◆ Extract:

Sqoop Development Guide

Sqoop is a tool that can intertransably transfer data between Hadoop and relational databases. It can import data from a relational database (such as MySQL, Oracle, Postgres, etc.) into Hadoop’s HDFS, or it can also export data from HDFS into a relational database.

Note:

For Sqoop to import and export data in MySQL, it is necessary to ensure that the data in MySQL can be accessed by remote users, otherwise permission errors will be reported.

For detailed use, please refer to the official web page

1. Basic Operations

1.1 Sqoop Installation Configuration

In UHadoop, Sqoop is installed by default with Oozie. If you have selected Oozie when creating a cluster, Sqoop will be installed on the uhadoop-*****-master2 node. If you need to install Sqoop separately, you can follow the steps below, otherwise, you can skip it.

◆ What is needed:
Continue the Sqoop development guide above, starting right after its last sentence.

◆ Entries supplied:
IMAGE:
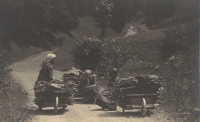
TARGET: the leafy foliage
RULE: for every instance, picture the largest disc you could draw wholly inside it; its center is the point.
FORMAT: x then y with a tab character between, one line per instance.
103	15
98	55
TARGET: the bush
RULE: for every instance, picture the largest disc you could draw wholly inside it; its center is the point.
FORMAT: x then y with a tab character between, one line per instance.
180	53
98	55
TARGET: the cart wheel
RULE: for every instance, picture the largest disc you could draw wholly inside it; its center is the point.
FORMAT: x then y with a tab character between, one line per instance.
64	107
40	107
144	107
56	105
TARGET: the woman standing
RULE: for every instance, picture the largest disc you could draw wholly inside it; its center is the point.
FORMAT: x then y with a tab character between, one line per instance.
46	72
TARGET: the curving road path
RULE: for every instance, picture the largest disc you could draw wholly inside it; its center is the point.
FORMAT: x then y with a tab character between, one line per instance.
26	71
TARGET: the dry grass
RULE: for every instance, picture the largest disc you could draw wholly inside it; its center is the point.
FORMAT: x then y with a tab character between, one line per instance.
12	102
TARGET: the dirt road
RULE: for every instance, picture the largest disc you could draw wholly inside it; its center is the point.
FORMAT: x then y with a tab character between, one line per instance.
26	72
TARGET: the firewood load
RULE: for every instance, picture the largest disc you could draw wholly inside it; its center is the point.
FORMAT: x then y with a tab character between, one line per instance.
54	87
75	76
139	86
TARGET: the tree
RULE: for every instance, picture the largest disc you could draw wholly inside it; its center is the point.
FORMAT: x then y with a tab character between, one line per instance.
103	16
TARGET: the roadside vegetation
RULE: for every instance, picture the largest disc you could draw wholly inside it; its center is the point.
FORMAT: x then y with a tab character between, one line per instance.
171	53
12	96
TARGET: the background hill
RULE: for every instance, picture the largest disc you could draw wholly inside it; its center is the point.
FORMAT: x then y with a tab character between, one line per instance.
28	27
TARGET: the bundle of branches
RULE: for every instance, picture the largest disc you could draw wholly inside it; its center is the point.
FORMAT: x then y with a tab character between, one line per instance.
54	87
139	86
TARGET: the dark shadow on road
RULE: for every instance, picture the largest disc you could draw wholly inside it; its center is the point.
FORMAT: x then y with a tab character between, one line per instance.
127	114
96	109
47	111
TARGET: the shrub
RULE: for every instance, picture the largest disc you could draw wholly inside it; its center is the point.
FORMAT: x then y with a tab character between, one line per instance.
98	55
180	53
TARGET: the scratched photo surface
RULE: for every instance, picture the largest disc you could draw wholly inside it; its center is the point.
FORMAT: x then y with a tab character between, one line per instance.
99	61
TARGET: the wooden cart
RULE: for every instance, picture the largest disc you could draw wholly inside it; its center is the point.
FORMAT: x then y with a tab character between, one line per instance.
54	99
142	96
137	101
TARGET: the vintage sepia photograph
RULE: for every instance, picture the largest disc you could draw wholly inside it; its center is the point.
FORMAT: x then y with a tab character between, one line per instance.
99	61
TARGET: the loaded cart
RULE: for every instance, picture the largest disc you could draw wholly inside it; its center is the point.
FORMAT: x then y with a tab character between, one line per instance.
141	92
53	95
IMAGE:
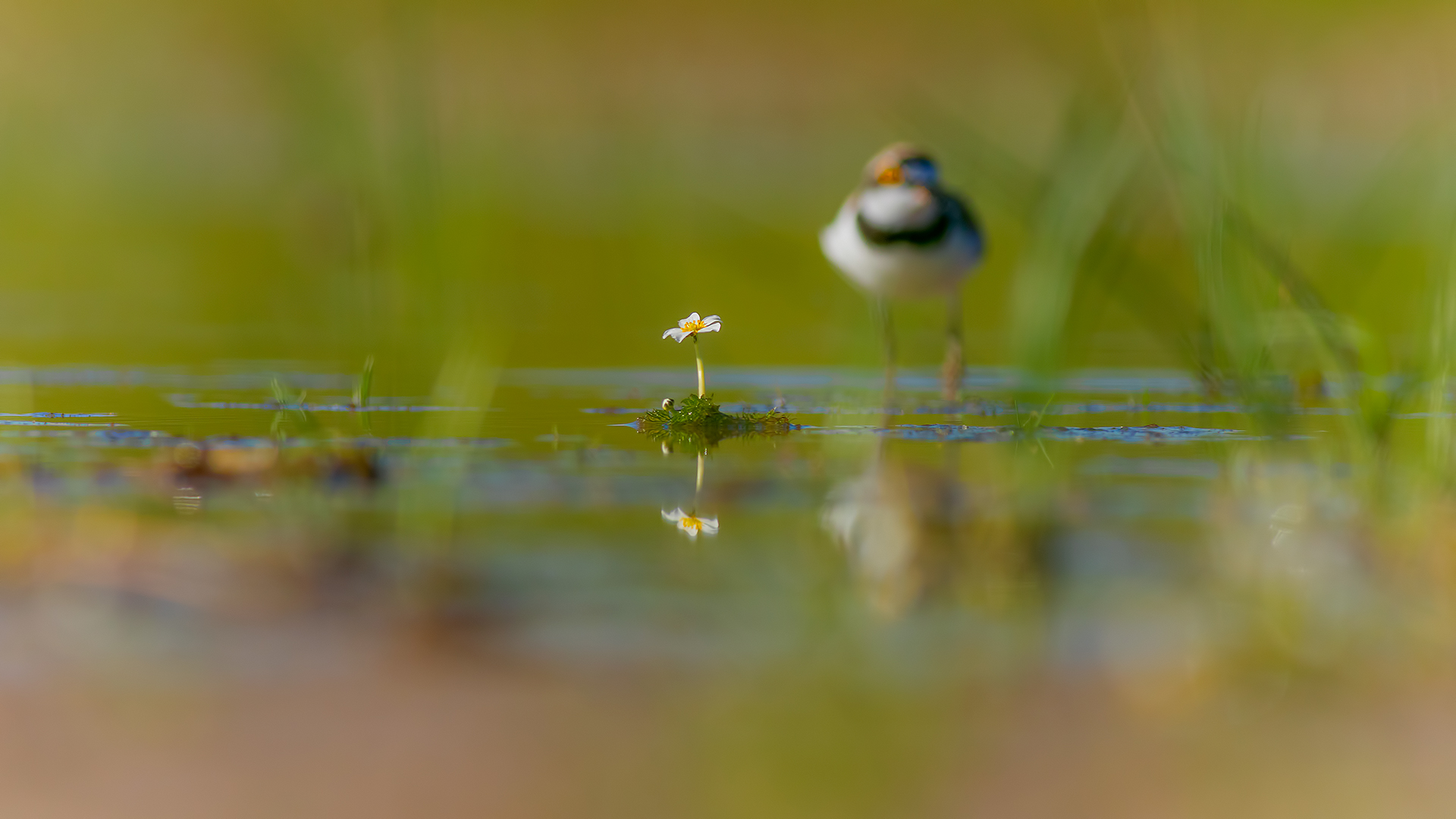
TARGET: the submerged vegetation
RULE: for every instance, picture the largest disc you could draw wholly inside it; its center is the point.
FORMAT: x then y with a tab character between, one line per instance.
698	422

◆ The result:
a. Script Installation in UHadoop

Taking the installation on the master1 node as an example.

Execute the following command as the root user on the master1 node, it will be installed in /home/hadoop/ directory by default.


cdh5.4.9
sh /home/hadoop/.versions/umrAgent/script/install.sh sqoop 1.4.5 cdh5.4.9
Run source ~/.bashrc


cdh5.13.3
sh /home/hadoop/.versions/umrAgent/script/install.sh sqoop 1.4.7 cdh5.13.3
Run source ~/.bashrc

b. Tar Package Installation (for cdh5.4.9, cdh5.13.3 can use the script installation described above)

The following example is the process of downloading the tar package and installing it on the UHadoop node; If you are installing on a non-UHadoop node, you need to change the related paths, and you can refer to it as appropriate.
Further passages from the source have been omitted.